** Opening SUPPLIED RECORDS block **

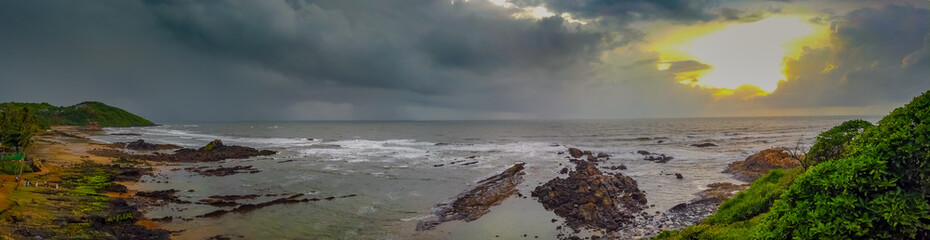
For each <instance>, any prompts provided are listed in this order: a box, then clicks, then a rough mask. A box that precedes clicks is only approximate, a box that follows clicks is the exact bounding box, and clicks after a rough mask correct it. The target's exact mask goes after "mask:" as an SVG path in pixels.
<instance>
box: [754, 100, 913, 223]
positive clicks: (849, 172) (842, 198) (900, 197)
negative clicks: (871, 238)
mask: <svg viewBox="0 0 930 240" xmlns="http://www.w3.org/2000/svg"><path fill="white" fill-rule="evenodd" d="M846 151H847V152H846V153H845V154H844V158H842V159H837V160H831V161H827V162H824V163H821V164H820V165H817V166H814V167H812V168H811V169H809V170H808V172H807V173H805V174H803V175H802V176H800V177H799V178H798V179H797V181H795V183H794V184H793V185H792V186H791V187H790V188H789V190H788V191H787V192H785V193H784V194H783V195H782V196H781V198H780V199H779V200H777V201H776V202H775V205H774V206H773V207H772V210H771V211H770V212H769V214H768V216H766V218H765V219H764V220H763V223H762V224H761V225H760V228H759V231H757V232H756V235H755V236H756V237H758V238H761V239H788V238H797V239H859V238H894V239H904V238H915V237H917V236H918V234H920V235H921V236H922V235H923V234H925V233H926V231H927V230H928V229H930V225H928V223H930V213H928V211H930V205H928V202H927V199H928V198H927V193H930V191H928V190H930V166H928V164H930V162H928V159H930V92H927V93H924V94H923V95H921V96H919V97H916V98H914V100H913V101H911V103H908V104H907V105H905V106H904V107H901V108H898V109H895V110H894V111H892V112H891V114H889V115H888V116H885V117H884V118H882V120H881V121H879V122H878V126H875V127H870V128H866V129H865V130H864V131H863V132H862V133H861V134H860V135H859V136H858V137H855V138H853V139H852V141H850V142H849V144H848V145H847V147H846Z"/></svg>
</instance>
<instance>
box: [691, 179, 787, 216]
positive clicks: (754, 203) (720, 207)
mask: <svg viewBox="0 0 930 240" xmlns="http://www.w3.org/2000/svg"><path fill="white" fill-rule="evenodd" d="M803 172H804V170H803V169H800V168H795V169H791V170H784V169H778V168H776V169H773V170H772V171H770V172H769V173H767V174H765V175H763V176H762V177H760V178H759V179H756V181H755V182H753V183H752V185H750V186H749V188H748V189H746V190H744V191H742V192H740V193H738V194H736V196H733V198H731V199H730V200H727V201H725V202H723V204H721V205H720V208H719V209H718V210H717V213H716V214H714V215H713V216H710V217H708V218H707V219H706V220H705V222H706V223H710V224H729V223H734V222H738V221H746V220H749V219H752V218H754V217H756V216H758V215H759V214H762V213H765V212H768V211H769V208H770V207H771V206H772V204H773V203H774V202H775V199H778V197H779V196H781V194H782V192H784V191H785V190H786V189H788V187H789V186H791V183H792V182H794V179H795V178H797V177H798V175H800V174H801V173H803Z"/></svg>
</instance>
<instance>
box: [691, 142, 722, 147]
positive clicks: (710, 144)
mask: <svg viewBox="0 0 930 240" xmlns="http://www.w3.org/2000/svg"><path fill="white" fill-rule="evenodd" d="M691 146H692V147H716V146H717V144H713V143H698V144H691Z"/></svg>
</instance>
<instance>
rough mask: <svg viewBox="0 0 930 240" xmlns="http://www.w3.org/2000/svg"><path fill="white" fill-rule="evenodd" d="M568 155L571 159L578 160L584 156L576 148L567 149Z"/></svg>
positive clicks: (581, 151)
mask: <svg viewBox="0 0 930 240" xmlns="http://www.w3.org/2000/svg"><path fill="white" fill-rule="evenodd" d="M568 155H571V156H572V157H573V158H580V157H581V156H584V152H582V151H581V150H580V149H577V148H569V149H568Z"/></svg>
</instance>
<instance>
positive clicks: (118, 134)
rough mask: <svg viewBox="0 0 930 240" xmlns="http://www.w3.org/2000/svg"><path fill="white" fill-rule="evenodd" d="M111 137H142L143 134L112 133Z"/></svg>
mask: <svg viewBox="0 0 930 240" xmlns="http://www.w3.org/2000/svg"><path fill="white" fill-rule="evenodd" d="M110 135H113V136H141V134H138V133H111V134H110Z"/></svg>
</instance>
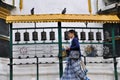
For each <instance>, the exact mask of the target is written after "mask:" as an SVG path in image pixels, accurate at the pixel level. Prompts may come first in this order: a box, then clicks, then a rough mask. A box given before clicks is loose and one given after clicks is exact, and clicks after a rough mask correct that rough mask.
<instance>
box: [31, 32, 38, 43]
mask: <svg viewBox="0 0 120 80" xmlns="http://www.w3.org/2000/svg"><path fill="white" fill-rule="evenodd" d="M32 37H33V38H32V39H33V41H37V40H38V32H36V31H34V32H33V33H32Z"/></svg>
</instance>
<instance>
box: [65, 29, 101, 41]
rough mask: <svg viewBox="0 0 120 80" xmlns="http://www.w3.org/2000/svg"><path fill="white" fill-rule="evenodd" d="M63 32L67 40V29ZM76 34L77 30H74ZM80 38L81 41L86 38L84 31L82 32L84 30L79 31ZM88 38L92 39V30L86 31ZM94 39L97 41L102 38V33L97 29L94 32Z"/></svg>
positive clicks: (85, 35)
mask: <svg viewBox="0 0 120 80" xmlns="http://www.w3.org/2000/svg"><path fill="white" fill-rule="evenodd" d="M64 34H65V36H64V38H65V40H69V37H68V35H67V34H68V31H65V32H64ZM76 34H77V35H78V33H77V32H76ZM80 40H83V41H84V40H86V32H84V31H82V32H80ZM88 40H90V41H92V40H94V32H92V31H90V32H88ZM96 40H97V41H100V40H102V34H101V32H99V31H98V32H96Z"/></svg>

** Closing SUPPLIED RECORDS block **

■ EXERCISE AIM
Copy exactly what appears in the entries, beginning with the first line and ending with the line that has "positive clicks: (849, 172)", but not the pictures.

■ SOLVED PROBLEM
For each <instance>, any prompts provided are listed in this order: a box, then clicks, then a rough mask. A box that precedes clicks is only approximate, a box that follows clicks is the exact bounding box, and clicks after a rough mask correct it. The target's exact mask goes after "mask:" as an SVG path in pixels.
<instance>
box: [754, 100, 913, 223]
positive clicks: (849, 172) (842, 198) (900, 197)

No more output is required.